* **Task directions**:
Could you please reproduce all the records below exactly, leaving out the images?

* **Record excerpts**:
== == ==
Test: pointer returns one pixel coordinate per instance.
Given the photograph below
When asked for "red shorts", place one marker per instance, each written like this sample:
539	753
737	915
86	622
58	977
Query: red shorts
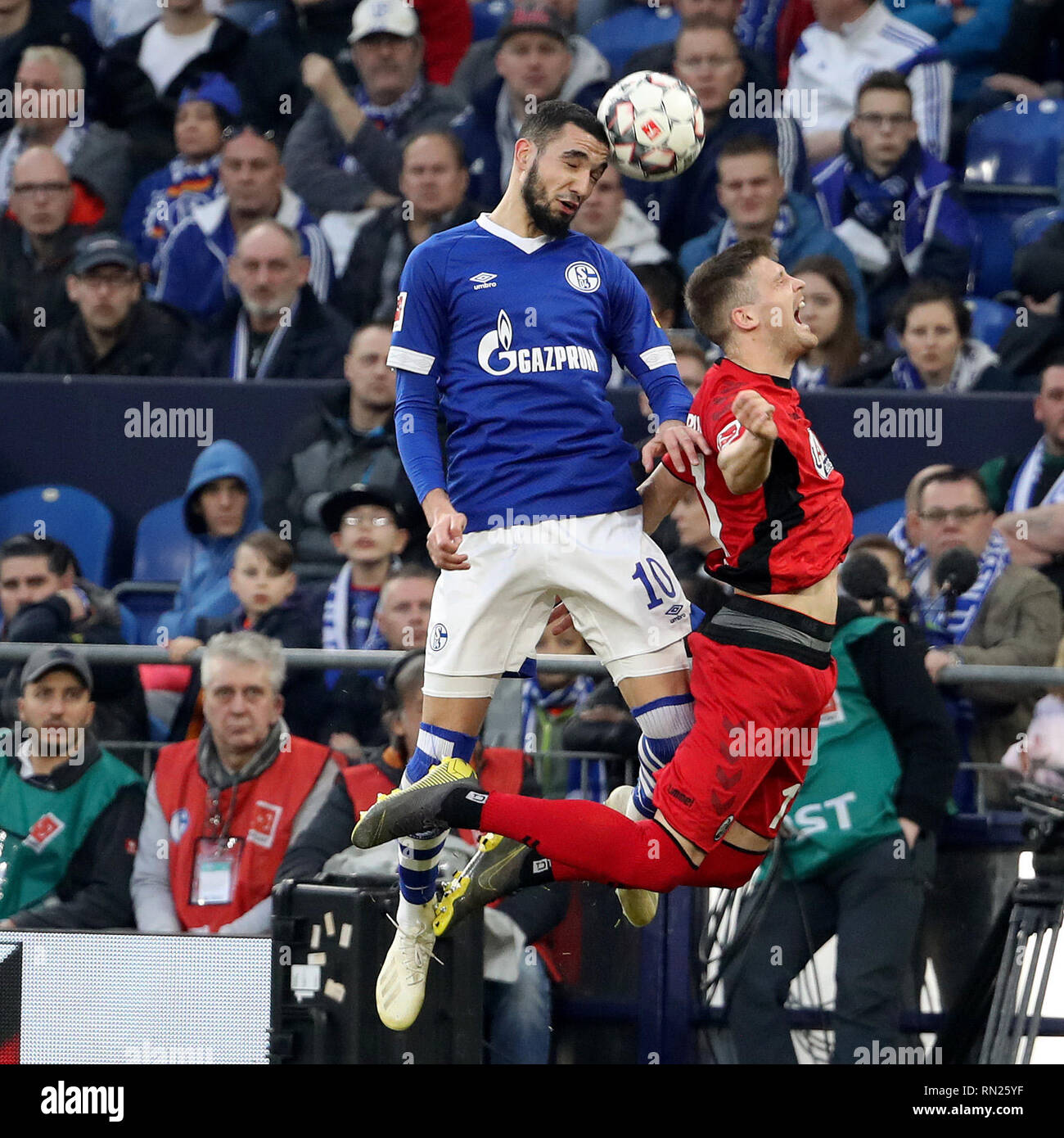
755	714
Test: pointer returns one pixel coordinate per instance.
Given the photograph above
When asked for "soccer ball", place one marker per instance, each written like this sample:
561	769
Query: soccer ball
655	124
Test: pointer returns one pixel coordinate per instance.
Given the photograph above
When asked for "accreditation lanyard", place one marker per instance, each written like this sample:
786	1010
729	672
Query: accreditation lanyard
216	866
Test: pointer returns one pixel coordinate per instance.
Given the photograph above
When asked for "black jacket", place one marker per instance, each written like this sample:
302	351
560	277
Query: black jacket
890	665
127	98
362	294
155	344
535	910
323	455
312	349
304	690
121	714
95	890
31	287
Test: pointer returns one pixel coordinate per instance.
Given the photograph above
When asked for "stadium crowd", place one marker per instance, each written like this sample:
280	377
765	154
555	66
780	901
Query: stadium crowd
230	190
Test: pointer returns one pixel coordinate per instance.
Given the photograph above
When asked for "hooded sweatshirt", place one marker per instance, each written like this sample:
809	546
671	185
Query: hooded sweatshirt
204	589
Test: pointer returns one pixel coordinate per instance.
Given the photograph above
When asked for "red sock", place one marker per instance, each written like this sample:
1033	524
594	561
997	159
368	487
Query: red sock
588	841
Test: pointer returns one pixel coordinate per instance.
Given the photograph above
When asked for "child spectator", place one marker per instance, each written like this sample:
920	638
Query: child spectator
939	354
222	505
168	196
263	580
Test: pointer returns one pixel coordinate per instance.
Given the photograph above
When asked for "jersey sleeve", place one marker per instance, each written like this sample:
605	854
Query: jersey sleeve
419	341
419	332
642	346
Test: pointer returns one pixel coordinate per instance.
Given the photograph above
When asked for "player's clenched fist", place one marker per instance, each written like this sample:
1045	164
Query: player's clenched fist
755	413
682	444
444	540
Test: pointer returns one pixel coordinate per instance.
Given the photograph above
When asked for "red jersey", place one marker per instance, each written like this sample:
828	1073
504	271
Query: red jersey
795	530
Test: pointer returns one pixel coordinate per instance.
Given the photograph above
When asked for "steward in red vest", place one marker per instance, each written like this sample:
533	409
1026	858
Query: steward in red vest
222	809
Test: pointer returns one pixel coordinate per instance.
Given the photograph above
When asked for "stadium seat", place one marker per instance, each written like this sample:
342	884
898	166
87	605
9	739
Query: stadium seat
989	318
1017	145
1031	225
996	210
877	519
69	514
164	548
1013	166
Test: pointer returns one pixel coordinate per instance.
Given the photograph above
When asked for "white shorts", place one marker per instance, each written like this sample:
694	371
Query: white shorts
618	585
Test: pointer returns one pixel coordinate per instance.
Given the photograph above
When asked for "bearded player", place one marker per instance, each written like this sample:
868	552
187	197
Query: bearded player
509	326
776	511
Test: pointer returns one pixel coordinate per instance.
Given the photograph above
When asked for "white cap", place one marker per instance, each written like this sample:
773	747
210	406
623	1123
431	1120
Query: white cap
372	17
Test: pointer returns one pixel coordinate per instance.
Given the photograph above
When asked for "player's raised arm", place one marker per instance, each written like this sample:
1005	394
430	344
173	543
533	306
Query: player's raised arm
746	460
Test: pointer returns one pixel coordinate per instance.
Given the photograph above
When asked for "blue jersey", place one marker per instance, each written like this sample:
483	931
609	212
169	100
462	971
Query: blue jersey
513	338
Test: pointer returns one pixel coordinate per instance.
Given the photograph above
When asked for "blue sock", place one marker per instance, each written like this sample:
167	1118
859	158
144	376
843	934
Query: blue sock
665	724
420	852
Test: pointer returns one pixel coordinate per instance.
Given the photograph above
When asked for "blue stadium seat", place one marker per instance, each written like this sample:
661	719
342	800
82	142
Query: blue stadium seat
164	548
163	551
70	516
877	519
989	318
994	210
1017	145
1013	166
1032	224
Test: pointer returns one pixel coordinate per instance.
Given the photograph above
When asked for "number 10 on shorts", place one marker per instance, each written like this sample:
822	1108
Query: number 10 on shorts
652	568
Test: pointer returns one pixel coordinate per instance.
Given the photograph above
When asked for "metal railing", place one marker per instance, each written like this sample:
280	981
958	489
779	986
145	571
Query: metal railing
363	660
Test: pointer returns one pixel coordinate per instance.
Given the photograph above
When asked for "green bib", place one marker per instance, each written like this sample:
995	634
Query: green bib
847	800
41	830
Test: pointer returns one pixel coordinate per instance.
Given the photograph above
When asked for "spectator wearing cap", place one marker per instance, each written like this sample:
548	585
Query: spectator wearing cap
1028	345
401	623
52	79
46	600
434	184
29	23
70	811
222	505
222	808
115	332
264	583
274	328
196	257
345	151
661	57
589	65
165	197
518	1006
349	438
369	531
534	64
48	215
323	29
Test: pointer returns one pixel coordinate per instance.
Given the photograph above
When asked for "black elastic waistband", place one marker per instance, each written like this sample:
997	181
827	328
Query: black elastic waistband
748	623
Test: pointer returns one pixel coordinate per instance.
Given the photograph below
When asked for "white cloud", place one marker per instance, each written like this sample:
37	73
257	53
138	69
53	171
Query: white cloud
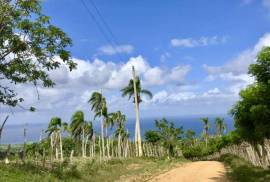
111	50
73	89
239	65
165	56
235	70
203	41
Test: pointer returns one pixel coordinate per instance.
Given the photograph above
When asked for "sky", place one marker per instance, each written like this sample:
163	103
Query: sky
192	55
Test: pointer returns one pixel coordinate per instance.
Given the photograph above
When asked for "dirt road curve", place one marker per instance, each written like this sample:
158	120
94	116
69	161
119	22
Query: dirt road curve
202	171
== == ==
* **Response**:
Test: pointer returns one pixel coordinate per instance.
Given the photograph below
When asked for "red shorts", place one marker per instance, each written like this sample:
539	753
737	915
86	622
58	977
Query: red shorts
755	714
Test: pointer returns one pixel coordinate per instance.
Given the photograph above
When asked for "soccer ball", place one marker per instance, each written like this sample:
561	769
Query: soccer ball
655	124
Test: pointer returns one pixel coordinate per instance.
Given the photograph above
When asked for "accreditation lanyard", place one marker per instance, each written like this sample:
786	1010
729	672
Query: accreditation lanyard
216	866
Test: pointer returns one pixel coordinate per instance.
Given the photograph above
When asked for "black jacket", place one marker per instance, each written like this sample:
302	351
560	277
Query: black jacket
890	665
127	98
362	294
155	344
535	910
323	455
312	349
304	690
121	714
95	890
31	287
Test: pointer returns one pixel coordinate per instance.
Given the photograph above
When asked for "stadium crowd", place one marker per instance, each written like this sample:
280	377
765	154
555	66
780	901
Query: stadium crowd
230	190
Test: pointer returns one pixel coordinate per instance.
Given the photograph above
When asked for "hooded sweatshirt", place one marker per instance, each written like this sample:
809	546
671	185
Query: hooded sweatshirt
204	589
Test: pointer returns one pixel coordinate per instance.
Given the photograph above
When asked for "red sock", place one marker per instance, each written like this sample:
1033	524
594	561
997	159
368	487
Query: red sock
588	841
Test: pointer returns one pixel coordinate per instance.
Given the photograph above
When asked for "child spectator", place one marker per instance, each written like this sample:
920	638
Query: child spectator
939	354
222	505
168	196
263	580
Test: pointer returns one pixel coordinate per instance.
Given the photograph above
When asked for "jersey sleeve", place one marker per instance, each written like this sample:
605	854
Query: jersey sleeve
419	341
419	332
642	346
Test: pointer returns one pixel coordinate per instance.
Given the photograph above
When asked for "player's clenched fist", place one marker per instance, each written like this sample:
1045	164
Query: player's clenched fist
755	413
682	444
444	540
Test: pointer returns one pixel coordinate per instance.
Given the photograph above
When asked for "red jersey", place one marker per instance, each written like this sample:
828	1073
504	271
Query: red jersey
795	530
Test: pointer returns one pixel coordinate per instance.
Given the photograph above
When asked for "steward in red vest", place one marker per instance, each written like this sample:
533	409
1026	858
Query: steward in red vest
222	809
Test: pointer returns one pixel coordinate per instance.
Given the photograph above
When asked for "stadium seat", place one marker per instance, each written like this sample:
342	884
898	166
87	605
9	739
Query: stadium seat
989	318
1017	145
1031	225
996	210
877	519
69	514
164	548
1013	166
Test: pointer returns one pixel coordinate per instance.
Given the photograph above
When asked for "white shorts", place one marker per instance, each written like this sample:
694	371
Query: white shorts
618	585
Test: pointer returns one pixel coordinate per instance.
Given the photograph above
When asked for "bearded player", place one marker per instance, each written like this sample:
868	552
187	197
Query: bearded player
509	326
776	511
Test: pointer returns one pixel coordinate per instance.
Given the photograph above
When asked for "white cap", place one marker per instance, each written like this sample:
773	747
210	406
623	1123
431	1120
Query: white cap
372	17
Test: pointer returns one pixel coordinate per instance.
Given the photograph above
When asked for "player's raised arm", place one marker per instance, each written like this sample:
1005	394
430	344
173	543
533	306
Query: player's raised arm
746	460
Test: pointer returns one pixel coordinate per instance.
Given the photograph above
When asked for "blue jersey", place one marker per instance, each written like this sample:
483	931
609	212
169	100
462	971
Query: blue jersey
513	338
Test: pointer returns one pixel coordinate per instance.
Given the photograph above
When asked for "blue sock", place one marker per instance, each written like this sample:
167	1118
859	158
144	376
843	934
Query: blue sock
665	724
420	852
Test: pointer returns one pixel coordinate per instance.
Given the photograph above
When asked for "blue stadium seat", place one marker per instance, each written like this sample:
661	719
342	800
82	142
Query: blue stadium seat
164	548
163	551
70	516
877	519
989	318
994	210
1017	145
1013	166
1032	224
Test: pointer returns one pixel coordinate per instance.
Given the photograph above
When asked for "number 10 on shorts", place one marker per instance, each written like this sample:
822	1108
Query: number 10 on shorts
652	568
Test: pointer returns one pixel coordinate per instance.
Given the photograph above
When asked for "metal railing", place one marker per instance, each written like this sample:
280	981
958	489
779	986
145	571
Query: metal railing
363	660
Test: pointer returns one pixel coordinate per instance.
Given the photograph above
When asked for "green bib", place one marker per instance, each written like this sample:
995	634
Query: green bib
847	800
41	830
Test: pointer returns one pixel coordinate per instance.
Given the photograph above
When asked for "spectator wearing cap", place one marker per instance, each written like this sample:
548	585
Query: spectator wearing cap
1028	345
401	623
52	79
46	600
434	184
29	23
70	811
222	505
222	808
115	332
264	583
274	328
196	257
345	151
661	57
589	65
165	197
518	1006
349	438
369	531
534	64
48	215
323	29
Test: pointer returns one pixel coordinate per instance.
Given the photograph above
When asked for "black elastic waistband", place one marker per instance, each written like this sample:
997	181
827	328
Query: black elastic waistband
748	623
Test: pointer returns one pixel coordinate per instance.
Given the photograph below
When asked for "white cloud", place one marker per instance, each written like this sample:
37	73
257	53
138	69
53	171
Query: white cloud
111	50
73	89
239	65
165	56
235	70
203	41
Test: pointer returns one pixel coordinate per instance.
Given the photograph above
When asked for "sky", place one marker per instance, each written like this sample:
163	103
Query: sky
192	55
Test: pointer returns one pixel coordinate per instance.
Given the photograph above
When asked for "dirt road curve", place one marker per instance, each written like this sample:
158	120
94	116
69	161
119	22
Query: dirt road curve
202	171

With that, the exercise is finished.